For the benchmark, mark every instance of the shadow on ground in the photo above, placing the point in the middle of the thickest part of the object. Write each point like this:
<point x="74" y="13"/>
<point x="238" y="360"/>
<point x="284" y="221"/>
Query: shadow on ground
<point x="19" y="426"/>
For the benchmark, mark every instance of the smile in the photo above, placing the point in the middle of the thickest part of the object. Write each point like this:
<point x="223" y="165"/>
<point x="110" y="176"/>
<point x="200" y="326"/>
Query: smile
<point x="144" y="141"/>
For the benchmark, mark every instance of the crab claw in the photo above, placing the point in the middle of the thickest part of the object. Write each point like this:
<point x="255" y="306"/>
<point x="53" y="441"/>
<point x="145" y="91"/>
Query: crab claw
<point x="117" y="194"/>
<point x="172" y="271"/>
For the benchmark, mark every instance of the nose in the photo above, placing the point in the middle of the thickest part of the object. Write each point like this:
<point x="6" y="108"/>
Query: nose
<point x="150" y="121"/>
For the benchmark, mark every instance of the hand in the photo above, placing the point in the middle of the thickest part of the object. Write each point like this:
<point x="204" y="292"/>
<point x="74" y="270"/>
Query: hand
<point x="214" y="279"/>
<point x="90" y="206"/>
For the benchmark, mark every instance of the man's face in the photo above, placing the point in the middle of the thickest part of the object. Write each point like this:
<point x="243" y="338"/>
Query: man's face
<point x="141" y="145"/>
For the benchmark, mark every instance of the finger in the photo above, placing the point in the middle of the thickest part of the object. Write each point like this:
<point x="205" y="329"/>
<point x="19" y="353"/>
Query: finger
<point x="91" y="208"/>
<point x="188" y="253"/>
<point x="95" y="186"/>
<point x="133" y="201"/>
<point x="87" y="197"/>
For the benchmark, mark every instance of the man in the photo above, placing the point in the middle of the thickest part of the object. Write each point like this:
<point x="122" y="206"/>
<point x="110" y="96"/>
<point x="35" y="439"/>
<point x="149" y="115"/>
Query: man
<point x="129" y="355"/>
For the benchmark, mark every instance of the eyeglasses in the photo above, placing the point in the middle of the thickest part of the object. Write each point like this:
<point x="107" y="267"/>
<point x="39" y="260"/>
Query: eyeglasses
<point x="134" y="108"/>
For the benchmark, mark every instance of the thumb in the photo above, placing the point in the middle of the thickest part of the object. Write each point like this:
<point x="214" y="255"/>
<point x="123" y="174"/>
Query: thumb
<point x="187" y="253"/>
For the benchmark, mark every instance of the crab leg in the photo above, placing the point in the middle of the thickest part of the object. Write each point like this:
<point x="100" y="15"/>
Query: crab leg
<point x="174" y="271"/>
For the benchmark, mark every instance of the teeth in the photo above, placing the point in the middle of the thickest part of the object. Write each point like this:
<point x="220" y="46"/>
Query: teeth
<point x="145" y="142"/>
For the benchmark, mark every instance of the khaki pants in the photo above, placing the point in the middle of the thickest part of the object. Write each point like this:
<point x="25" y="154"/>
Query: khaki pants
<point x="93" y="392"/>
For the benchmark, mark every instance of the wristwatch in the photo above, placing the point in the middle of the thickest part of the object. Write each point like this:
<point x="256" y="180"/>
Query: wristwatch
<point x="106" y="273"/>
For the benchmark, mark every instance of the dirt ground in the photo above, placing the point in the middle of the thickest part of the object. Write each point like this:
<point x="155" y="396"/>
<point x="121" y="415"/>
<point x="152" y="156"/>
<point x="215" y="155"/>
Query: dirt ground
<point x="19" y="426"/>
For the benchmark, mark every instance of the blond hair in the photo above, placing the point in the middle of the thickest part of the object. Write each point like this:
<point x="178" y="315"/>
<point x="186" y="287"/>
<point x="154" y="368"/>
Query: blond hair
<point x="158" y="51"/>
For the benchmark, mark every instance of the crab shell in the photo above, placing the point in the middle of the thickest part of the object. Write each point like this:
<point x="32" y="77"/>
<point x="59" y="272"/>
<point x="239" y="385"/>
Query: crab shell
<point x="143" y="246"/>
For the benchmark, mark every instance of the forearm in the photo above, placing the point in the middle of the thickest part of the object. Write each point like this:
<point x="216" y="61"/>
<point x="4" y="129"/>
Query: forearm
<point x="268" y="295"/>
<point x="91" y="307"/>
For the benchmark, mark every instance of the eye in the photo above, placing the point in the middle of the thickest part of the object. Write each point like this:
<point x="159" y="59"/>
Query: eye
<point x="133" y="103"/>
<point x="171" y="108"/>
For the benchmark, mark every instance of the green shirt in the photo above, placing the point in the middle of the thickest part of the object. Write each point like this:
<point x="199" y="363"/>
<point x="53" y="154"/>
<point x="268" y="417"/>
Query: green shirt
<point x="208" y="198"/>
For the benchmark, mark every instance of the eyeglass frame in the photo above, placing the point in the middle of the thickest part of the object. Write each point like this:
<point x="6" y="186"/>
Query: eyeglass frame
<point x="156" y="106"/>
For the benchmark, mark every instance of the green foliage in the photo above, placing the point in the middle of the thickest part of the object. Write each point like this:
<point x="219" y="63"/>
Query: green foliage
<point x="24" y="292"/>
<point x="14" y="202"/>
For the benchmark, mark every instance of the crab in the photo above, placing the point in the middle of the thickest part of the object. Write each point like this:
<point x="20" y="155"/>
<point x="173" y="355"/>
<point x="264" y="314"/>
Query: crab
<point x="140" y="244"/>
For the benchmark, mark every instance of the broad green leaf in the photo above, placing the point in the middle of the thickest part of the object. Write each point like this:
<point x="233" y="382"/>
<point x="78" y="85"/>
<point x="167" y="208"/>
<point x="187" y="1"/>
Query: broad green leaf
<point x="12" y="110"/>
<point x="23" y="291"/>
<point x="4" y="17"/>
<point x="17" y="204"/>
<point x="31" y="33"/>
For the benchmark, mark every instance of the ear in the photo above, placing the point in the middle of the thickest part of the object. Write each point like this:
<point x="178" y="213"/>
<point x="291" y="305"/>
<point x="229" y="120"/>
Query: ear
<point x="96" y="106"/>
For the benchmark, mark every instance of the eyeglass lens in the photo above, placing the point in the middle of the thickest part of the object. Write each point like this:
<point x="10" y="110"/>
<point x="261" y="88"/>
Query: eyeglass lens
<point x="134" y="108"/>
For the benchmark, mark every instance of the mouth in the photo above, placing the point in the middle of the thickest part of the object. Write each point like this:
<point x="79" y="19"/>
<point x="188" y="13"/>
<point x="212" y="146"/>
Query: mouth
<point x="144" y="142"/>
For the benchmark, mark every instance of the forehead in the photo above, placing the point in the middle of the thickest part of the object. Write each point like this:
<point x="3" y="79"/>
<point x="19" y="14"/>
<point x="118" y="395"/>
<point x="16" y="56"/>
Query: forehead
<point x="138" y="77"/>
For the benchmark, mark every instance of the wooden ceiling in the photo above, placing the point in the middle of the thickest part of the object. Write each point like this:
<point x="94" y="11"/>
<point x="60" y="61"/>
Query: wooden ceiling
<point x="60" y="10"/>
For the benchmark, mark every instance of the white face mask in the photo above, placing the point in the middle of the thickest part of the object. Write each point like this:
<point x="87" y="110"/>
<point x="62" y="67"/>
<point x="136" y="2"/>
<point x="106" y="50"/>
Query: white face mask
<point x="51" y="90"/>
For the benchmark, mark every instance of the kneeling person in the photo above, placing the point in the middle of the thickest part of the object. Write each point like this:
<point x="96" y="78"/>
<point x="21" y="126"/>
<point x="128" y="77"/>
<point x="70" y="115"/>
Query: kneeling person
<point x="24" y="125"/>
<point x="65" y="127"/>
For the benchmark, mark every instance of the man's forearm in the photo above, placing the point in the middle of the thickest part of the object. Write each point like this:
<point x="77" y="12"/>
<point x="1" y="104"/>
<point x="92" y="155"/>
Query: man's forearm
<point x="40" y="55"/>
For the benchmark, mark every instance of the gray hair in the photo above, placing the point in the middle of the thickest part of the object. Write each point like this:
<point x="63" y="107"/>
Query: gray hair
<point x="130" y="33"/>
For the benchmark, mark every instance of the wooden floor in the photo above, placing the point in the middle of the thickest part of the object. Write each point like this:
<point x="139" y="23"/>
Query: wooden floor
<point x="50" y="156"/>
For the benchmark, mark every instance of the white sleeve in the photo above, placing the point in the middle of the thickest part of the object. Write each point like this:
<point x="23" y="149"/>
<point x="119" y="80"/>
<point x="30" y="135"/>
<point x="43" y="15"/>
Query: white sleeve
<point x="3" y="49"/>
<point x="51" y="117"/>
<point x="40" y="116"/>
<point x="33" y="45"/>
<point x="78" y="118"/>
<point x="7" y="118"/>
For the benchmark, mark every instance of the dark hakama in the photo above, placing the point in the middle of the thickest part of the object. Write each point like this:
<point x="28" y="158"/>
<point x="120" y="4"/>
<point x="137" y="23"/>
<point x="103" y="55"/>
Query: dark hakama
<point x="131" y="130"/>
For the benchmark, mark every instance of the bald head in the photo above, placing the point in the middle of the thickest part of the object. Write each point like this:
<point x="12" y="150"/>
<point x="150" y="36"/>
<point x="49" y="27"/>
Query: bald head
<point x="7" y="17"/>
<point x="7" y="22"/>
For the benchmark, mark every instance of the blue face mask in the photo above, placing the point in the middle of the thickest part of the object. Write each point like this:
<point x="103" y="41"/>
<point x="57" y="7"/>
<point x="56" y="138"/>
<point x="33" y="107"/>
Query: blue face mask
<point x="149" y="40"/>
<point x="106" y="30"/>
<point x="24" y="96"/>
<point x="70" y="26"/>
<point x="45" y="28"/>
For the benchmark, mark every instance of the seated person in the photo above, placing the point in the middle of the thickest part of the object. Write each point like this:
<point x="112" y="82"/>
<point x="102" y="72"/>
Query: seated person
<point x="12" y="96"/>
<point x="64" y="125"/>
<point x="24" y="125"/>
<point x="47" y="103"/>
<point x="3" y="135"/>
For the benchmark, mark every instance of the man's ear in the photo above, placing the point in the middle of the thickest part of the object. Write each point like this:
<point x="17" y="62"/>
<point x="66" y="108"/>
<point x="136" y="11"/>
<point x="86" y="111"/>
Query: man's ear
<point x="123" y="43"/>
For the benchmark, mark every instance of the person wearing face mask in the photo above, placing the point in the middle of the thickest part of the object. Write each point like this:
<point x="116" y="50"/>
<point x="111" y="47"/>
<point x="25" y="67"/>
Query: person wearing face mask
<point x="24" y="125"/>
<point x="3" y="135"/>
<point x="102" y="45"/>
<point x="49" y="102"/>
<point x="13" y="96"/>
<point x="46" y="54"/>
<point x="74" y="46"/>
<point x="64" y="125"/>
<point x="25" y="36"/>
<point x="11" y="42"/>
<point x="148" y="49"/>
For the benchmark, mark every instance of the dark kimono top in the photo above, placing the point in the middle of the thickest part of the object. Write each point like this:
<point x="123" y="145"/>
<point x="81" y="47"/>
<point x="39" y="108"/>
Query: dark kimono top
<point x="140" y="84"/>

···

**TASK PROMPT**
Return the lines from the one containing "For the benchmark, mark every instance of the bald" through the one containing "Query: bald head", inclusive, reproduced word for word.

**SOLUTION TO THE EXERCISE**
For the benchmark, mark every instance of the bald head in the photo above, placing the point in the middle of the thickest part of the object. Write each point like this:
<point x="12" y="150"/>
<point x="150" y="36"/>
<point x="49" y="27"/>
Query: bald head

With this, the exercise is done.